# [Exercise]
For each numbered statement, decide whether the passage on Egypt's Eleventh Dynasty below supports it. Answer yes or no and quote the deciding words. 1. Every ruler of the dynasty ruled from Thebes. 2. The Turin King List supports Manetho's count of 16 kings. 3. Intef the Great is considered the dynasty's first king.

# [Passage provided]
────────────────

The Eleventh Dynasty of ancient Egypt (notated Dynasty XI) is a well-attested group of rulers. Its earlier members before Pharaoh Mentuhotep II are grouped with the four preceding dynasties to form the First Intermediate Period, whereas the later members are considered part of the Middle Kingdom. They all ruled from Thebes in Upper Egypt.

Characteristics
The relative chronology of the 11th Dynasty is well established by contemporary attestations and, except for count Intef and Mentuhotep IV, by the Turin canon.

Manetho's statement that Dynasty XI consisted of 16 kings, who reigned for 43 years is contradicted by contemporary inscriptions and the evidence of the Turin King List, whose combined testimony establishes that this kingdom consisted of seven kings who ruled for a total of 143 years. However, his testimony that this dynasty was based at Thebes is verified by the contemporary evidence. It was during this dynasty that all of ancient Egypt was united under the Middle Kingdom.

This dynasty traces its origins to a nomarch of Thebes, "Intef the Great, son of Iku", who is mentioned in a number of contemporary inscriptions. However, his immediate successor Mentuhotep I is considered the first king of this dynasty.

────────────────

[Pointing and labeling entries]
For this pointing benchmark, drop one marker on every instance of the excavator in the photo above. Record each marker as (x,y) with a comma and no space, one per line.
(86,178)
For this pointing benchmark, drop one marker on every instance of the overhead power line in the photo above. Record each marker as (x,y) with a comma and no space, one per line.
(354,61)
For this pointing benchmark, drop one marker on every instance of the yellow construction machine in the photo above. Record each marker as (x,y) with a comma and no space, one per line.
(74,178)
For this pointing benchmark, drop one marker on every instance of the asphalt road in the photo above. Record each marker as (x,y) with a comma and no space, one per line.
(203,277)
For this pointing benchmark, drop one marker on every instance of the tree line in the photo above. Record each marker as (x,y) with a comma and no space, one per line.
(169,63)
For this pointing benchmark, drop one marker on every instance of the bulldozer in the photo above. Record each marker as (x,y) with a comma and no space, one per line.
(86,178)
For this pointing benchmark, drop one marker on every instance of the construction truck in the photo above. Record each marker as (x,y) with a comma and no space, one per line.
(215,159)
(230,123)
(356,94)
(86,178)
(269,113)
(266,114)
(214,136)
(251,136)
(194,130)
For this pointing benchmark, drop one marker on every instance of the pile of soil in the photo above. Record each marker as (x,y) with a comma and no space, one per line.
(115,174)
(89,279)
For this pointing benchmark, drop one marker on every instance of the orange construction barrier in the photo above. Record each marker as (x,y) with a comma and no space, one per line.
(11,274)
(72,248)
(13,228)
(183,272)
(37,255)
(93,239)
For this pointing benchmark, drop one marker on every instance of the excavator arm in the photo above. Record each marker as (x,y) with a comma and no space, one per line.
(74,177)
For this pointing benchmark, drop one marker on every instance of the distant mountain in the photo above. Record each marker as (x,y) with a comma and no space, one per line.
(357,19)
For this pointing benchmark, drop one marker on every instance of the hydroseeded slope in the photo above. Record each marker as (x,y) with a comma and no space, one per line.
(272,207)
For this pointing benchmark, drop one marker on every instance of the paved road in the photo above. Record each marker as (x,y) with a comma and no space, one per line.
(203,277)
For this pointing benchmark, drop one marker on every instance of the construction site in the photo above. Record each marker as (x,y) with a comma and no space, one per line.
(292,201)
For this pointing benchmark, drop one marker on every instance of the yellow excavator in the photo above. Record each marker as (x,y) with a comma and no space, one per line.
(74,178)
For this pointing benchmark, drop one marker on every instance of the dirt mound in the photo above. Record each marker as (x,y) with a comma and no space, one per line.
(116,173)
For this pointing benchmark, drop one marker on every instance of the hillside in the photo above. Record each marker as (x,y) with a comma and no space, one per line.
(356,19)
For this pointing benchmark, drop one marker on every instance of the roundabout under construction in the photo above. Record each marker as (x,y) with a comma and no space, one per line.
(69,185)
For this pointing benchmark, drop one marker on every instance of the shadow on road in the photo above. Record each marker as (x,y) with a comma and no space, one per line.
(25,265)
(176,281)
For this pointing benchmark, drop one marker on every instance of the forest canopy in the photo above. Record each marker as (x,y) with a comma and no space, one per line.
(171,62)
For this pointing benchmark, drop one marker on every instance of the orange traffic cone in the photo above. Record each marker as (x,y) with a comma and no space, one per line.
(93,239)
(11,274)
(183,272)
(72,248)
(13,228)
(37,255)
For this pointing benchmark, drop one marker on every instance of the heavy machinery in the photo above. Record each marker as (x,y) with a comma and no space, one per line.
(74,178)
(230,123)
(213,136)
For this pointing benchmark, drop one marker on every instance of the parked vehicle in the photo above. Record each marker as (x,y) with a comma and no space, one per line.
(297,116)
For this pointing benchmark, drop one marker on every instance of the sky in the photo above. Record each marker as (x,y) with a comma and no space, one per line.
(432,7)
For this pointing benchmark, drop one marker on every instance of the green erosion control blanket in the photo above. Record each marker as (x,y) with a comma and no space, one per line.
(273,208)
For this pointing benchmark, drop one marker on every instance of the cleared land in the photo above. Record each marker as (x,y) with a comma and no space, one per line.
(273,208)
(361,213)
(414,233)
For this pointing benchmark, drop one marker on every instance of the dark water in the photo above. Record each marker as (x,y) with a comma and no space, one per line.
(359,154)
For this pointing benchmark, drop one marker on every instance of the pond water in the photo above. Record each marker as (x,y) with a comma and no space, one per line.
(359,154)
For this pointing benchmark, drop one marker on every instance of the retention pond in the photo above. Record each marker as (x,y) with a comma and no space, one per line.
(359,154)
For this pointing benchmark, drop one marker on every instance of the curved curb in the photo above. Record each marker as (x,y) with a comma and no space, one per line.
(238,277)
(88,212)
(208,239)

────────────────

# [Full solution]
1. Yes: "They all ruled from Thebes in Upper Egypt."
2. No: "is contradicted by contemporary inscriptions and the evidence of the Turin King List"
3. No: "his immediate successor Mentuhotep I is considered the first king of this dynasty."